→ What is asked:
Copy exactly the lines from the one containing "If you could pick out the fabric" through the last line of the records below, including both, and leave out any pictures.
++++ Provided entries
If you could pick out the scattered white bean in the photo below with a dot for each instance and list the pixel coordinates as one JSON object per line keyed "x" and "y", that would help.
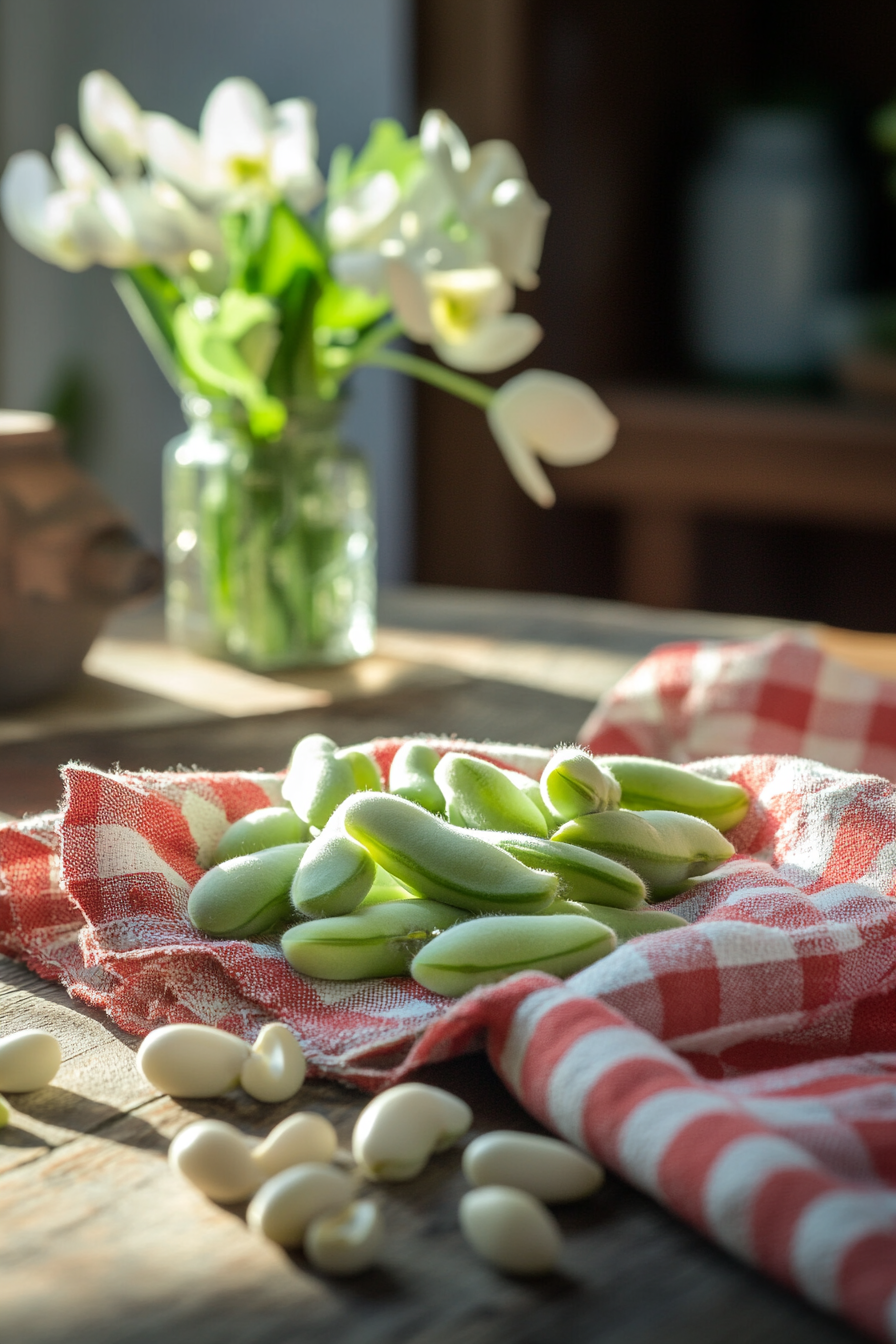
{"x": 304, "y": 1137}
{"x": 511, "y": 1229}
{"x": 348, "y": 1242}
{"x": 216, "y": 1159}
{"x": 28, "y": 1059}
{"x": 276, "y": 1067}
{"x": 286, "y": 1203}
{"x": 544, "y": 1167}
{"x": 398, "y": 1132}
{"x": 188, "y": 1059}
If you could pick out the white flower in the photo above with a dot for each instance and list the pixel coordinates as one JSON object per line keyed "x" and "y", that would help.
{"x": 112, "y": 121}
{"x": 462, "y": 315}
{"x": 547, "y": 415}
{"x": 492, "y": 194}
{"x": 73, "y": 219}
{"x": 246, "y": 151}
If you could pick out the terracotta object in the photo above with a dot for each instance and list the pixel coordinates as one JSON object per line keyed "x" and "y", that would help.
{"x": 67, "y": 557}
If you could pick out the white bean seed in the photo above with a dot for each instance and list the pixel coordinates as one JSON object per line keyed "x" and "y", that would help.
{"x": 348, "y": 1242}
{"x": 216, "y": 1159}
{"x": 276, "y": 1067}
{"x": 304, "y": 1137}
{"x": 398, "y": 1132}
{"x": 28, "y": 1059}
{"x": 188, "y": 1059}
{"x": 511, "y": 1229}
{"x": 544, "y": 1167}
{"x": 286, "y": 1203}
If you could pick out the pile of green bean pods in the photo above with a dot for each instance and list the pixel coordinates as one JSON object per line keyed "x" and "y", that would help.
{"x": 419, "y": 874}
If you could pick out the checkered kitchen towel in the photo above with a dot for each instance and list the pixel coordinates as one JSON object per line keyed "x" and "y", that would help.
{"x": 742, "y": 1070}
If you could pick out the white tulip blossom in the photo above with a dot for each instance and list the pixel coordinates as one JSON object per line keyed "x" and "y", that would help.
{"x": 552, "y": 417}
{"x": 464, "y": 316}
{"x": 245, "y": 152}
{"x": 112, "y": 122}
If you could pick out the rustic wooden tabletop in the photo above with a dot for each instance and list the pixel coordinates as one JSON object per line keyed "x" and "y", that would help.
{"x": 100, "y": 1242}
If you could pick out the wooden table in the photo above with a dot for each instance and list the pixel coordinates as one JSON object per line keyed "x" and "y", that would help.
{"x": 101, "y": 1243}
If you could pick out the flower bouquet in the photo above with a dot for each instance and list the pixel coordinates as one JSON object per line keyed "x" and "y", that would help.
{"x": 259, "y": 288}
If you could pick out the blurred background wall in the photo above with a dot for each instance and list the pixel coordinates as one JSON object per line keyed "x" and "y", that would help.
{"x": 65, "y": 338}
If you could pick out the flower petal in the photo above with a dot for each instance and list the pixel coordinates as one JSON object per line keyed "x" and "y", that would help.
{"x": 519, "y": 456}
{"x": 77, "y": 167}
{"x": 235, "y": 122}
{"x": 410, "y": 300}
{"x": 176, "y": 155}
{"x": 38, "y": 214}
{"x": 112, "y": 121}
{"x": 560, "y": 418}
{"x": 495, "y": 343}
{"x": 293, "y": 155}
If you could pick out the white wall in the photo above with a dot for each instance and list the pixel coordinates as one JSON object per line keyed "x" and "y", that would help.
{"x": 351, "y": 57}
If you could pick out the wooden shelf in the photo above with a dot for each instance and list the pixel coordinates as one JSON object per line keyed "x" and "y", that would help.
{"x": 685, "y": 454}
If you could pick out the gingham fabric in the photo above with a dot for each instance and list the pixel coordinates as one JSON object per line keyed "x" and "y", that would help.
{"x": 781, "y": 694}
{"x": 740, "y": 1070}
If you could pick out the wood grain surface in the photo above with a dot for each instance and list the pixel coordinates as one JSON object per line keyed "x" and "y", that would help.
{"x": 101, "y": 1243}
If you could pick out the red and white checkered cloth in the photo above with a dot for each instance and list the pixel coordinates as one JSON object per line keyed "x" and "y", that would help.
{"x": 740, "y": 1070}
{"x": 782, "y": 694}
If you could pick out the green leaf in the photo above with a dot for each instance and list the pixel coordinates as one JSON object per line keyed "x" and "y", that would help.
{"x": 288, "y": 247}
{"x": 340, "y": 308}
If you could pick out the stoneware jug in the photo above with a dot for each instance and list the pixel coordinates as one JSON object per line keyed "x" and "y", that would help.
{"x": 67, "y": 557}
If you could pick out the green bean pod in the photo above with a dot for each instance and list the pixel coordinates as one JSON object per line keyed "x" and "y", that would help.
{"x": 411, "y": 776}
{"x": 649, "y": 785}
{"x": 335, "y": 875}
{"x": 481, "y": 796}
{"x": 490, "y": 949}
{"x": 443, "y": 862}
{"x": 625, "y": 924}
{"x": 574, "y": 784}
{"x": 364, "y": 769}
{"x": 317, "y": 780}
{"x": 665, "y": 848}
{"x": 261, "y": 829}
{"x": 246, "y": 895}
{"x": 374, "y": 941}
{"x": 532, "y": 789}
{"x": 583, "y": 874}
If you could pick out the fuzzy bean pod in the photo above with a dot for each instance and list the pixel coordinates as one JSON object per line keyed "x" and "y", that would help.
{"x": 574, "y": 784}
{"x": 374, "y": 941}
{"x": 335, "y": 875}
{"x": 493, "y": 948}
{"x": 411, "y": 776}
{"x": 442, "y": 862}
{"x": 317, "y": 780}
{"x": 246, "y": 895}
{"x": 665, "y": 848}
{"x": 625, "y": 924}
{"x": 481, "y": 796}
{"x": 364, "y": 770}
{"x": 261, "y": 829}
{"x": 583, "y": 875}
{"x": 656, "y": 785}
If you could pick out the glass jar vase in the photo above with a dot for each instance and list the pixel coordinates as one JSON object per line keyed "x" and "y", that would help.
{"x": 269, "y": 546}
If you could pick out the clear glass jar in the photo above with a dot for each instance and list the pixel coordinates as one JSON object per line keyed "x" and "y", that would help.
{"x": 270, "y": 547}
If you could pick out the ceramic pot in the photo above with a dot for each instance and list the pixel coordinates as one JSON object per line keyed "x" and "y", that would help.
{"x": 67, "y": 557}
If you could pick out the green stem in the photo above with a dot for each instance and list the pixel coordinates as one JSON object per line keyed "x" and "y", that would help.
{"x": 460, "y": 385}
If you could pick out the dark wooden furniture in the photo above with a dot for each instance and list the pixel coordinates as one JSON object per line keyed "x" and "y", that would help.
{"x": 100, "y": 1243}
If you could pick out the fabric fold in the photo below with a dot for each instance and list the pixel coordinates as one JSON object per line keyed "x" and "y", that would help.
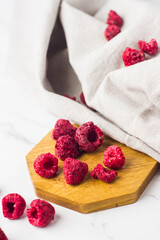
{"x": 71, "y": 34}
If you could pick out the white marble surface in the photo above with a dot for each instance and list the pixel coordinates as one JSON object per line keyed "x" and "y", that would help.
{"x": 23, "y": 122}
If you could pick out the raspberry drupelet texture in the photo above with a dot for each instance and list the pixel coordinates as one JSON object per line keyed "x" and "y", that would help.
{"x": 89, "y": 137}
{"x": 41, "y": 213}
{"x": 46, "y": 165}
{"x": 2, "y": 235}
{"x": 74, "y": 170}
{"x": 72, "y": 98}
{"x": 63, "y": 127}
{"x": 113, "y": 157}
{"x": 13, "y": 206}
{"x": 66, "y": 146}
{"x": 114, "y": 19}
{"x": 111, "y": 31}
{"x": 150, "y": 48}
{"x": 103, "y": 173}
{"x": 83, "y": 98}
{"x": 131, "y": 56}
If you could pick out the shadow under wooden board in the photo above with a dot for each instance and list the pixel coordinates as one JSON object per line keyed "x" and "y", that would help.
{"x": 92, "y": 195}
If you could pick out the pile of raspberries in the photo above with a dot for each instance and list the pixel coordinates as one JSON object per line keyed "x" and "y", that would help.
{"x": 71, "y": 142}
{"x": 40, "y": 213}
{"x": 130, "y": 56}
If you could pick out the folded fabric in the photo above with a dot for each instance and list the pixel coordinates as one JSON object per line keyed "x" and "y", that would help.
{"x": 58, "y": 47}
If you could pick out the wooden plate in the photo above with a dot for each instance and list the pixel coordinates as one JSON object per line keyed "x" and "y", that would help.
{"x": 93, "y": 194}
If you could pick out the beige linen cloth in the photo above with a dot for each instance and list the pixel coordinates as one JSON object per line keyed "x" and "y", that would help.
{"x": 58, "y": 47}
++++++++
→ The completed task:
If you could pick out the fabric fold in the photo below with a dot for each instance and list the pixel coordinates as one JSON object per line keyed "x" and "y", that would help.
{"x": 71, "y": 34}
If you could pick out the white marble surface in the photo above with a dot for each instance and list the pixel coordinates as one JSON object per line keyed "x" and "y", that would help.
{"x": 23, "y": 122}
If you could pick out the raspberry drupelet texture in the photo above with a dot for each instance and list the pixel coordinates as one JSON object per line keyed "x" and "y", that would help.
{"x": 89, "y": 137}
{"x": 41, "y": 213}
{"x": 46, "y": 165}
{"x": 2, "y": 235}
{"x": 74, "y": 170}
{"x": 72, "y": 98}
{"x": 63, "y": 127}
{"x": 113, "y": 157}
{"x": 13, "y": 206}
{"x": 66, "y": 146}
{"x": 114, "y": 19}
{"x": 111, "y": 31}
{"x": 150, "y": 48}
{"x": 103, "y": 173}
{"x": 83, "y": 98}
{"x": 131, "y": 56}
If you could pick out the shadow under wooden board in the photo above with a dot for each instance and list the pixel coordinates as one JSON object per line keyed "x" and "y", that would help.
{"x": 92, "y": 195}
If you could pick out the pile of raspberries in the photo above with a dot for each instance and list the pixel coordinates as one JSON object per line keyed "x" and "y", that would help.
{"x": 71, "y": 142}
{"x": 40, "y": 213}
{"x": 130, "y": 56}
If you could pick out the folded fabric in the photo above with a dot for each instance and list the pixel coordinates as one JSON object per line keyed "x" and "y", that would help.
{"x": 58, "y": 47}
If you could pick out the wooden plate in the photo above with a dot for each instance and list the pixel coordinates as one JSON object per line keyed "x" and "y", that would help.
{"x": 93, "y": 194}
If you could pick out the beige linen cloth in the photo above with a dot for each instance and list the pixel coordinates as one JSON object per line keyed "x" and "y", that would help.
{"x": 58, "y": 47}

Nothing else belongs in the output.